**Texte source**
Vraiment pas de quoi être fier de mon nouveau pays! Heureusement, ce traitement si injuste semble aussi avoir choqué mes concitoyens. Comme l’explique cet article du Monde, le scandale a fait tomber la minister de l’intérieur, Amber Rudd, même si vraiment, c’est Theresa May la coupable dans l’histoire. Amelia Gentleman retrace les différentes étapes du scandale dans cet article.
De hostile a compliant
Le nouveau ministre, Sajid Javid, préfère le terme de compliant, c’est à dire conforme, qui se plie aux exigences. Mais si c’est aux exigences d’un Home Office qui continue à traiter les cas comme des numéros et pas des êtres humains, de manière si Orwellienne, on pense bien que le scandale ne fait que commencer – après tout il y a 53 pays dans le Commonwealth. On a déjà entendu des cas de dangereuses grand-mères canadiennes sommées de quitter le pays. Le Migration Observatory d’Oxford estime que seraient concerné par ce problème 57,000 citoyens nés dans un pays du Commonwealth et résidant depuis des années au UK sans avoir jamais acquis la nationalité britannique. Il y aurait 15,000 Jamaïcains et 13,000 Indiens dans cette situation.

**Consigne**
Recopiez, s'il vous plaît, le passage du texte source qui va de « De hostile a » jusqu'à « dans cette situation. » inclus.

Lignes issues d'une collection
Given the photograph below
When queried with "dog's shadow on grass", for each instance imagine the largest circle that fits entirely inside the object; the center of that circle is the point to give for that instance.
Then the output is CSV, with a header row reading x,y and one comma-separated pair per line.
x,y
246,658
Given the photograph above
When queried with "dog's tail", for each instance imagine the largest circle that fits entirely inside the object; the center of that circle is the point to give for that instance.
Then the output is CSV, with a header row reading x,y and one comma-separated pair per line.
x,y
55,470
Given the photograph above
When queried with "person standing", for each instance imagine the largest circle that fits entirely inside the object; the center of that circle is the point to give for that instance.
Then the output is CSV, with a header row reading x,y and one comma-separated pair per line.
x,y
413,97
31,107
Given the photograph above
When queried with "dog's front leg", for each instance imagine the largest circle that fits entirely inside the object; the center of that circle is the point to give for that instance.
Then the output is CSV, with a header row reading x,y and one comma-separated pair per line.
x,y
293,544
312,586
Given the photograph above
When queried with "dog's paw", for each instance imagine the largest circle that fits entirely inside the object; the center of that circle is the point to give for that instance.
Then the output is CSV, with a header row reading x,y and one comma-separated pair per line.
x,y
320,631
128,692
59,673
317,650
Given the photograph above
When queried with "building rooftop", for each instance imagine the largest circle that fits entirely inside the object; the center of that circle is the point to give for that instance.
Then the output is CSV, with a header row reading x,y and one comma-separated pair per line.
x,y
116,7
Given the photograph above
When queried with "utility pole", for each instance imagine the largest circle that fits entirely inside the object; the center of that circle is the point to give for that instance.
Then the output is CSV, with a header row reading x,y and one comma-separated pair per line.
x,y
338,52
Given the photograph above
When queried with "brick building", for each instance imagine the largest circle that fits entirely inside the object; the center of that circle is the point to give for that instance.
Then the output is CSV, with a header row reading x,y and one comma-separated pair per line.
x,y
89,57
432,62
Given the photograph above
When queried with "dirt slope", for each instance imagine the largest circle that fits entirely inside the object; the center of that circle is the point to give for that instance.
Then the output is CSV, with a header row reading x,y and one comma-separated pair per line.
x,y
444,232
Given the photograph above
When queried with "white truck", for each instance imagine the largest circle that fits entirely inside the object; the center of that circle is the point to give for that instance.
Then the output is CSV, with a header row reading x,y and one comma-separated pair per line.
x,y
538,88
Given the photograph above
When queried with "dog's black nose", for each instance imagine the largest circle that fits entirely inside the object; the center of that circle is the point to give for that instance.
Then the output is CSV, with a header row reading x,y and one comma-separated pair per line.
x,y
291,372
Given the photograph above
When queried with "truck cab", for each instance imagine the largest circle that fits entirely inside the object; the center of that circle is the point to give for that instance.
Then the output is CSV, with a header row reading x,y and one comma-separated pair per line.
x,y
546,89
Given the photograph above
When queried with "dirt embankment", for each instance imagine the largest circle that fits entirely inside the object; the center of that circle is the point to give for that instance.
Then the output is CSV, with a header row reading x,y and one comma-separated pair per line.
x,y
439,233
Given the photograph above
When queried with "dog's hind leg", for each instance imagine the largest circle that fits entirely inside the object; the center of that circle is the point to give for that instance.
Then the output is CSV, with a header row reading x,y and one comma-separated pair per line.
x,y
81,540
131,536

**Réponse**
De hostile a compliant
Le nouveau ministre, Sajid Javid, préfère le terme de compliant, c’est à dire conforme, qui se plie aux exigences. Mais si c’est aux exigences d’un Home Office qui continue à traiter les cas comme des numéros et pas des êtres humains, de manière si Orwellienne, on pense bien que le scandale ne fait que commencer – après tout il y a 53 pays dans le Commonwealth. On a déjà entendu des cas de dangereuses grand-mères canadiennes sommées de quitter le pays. Le Migration Observatory d’Oxford estime que seraient concerné par ce problème 57,000 citoyens nés dans un pays du Commonwealth et résidant depuis des années au UK sans avoir jamais acquis la nationalité britannique. Il y aurait 15,000 Jamaïcains et 13,000 Indiens dans cette situation.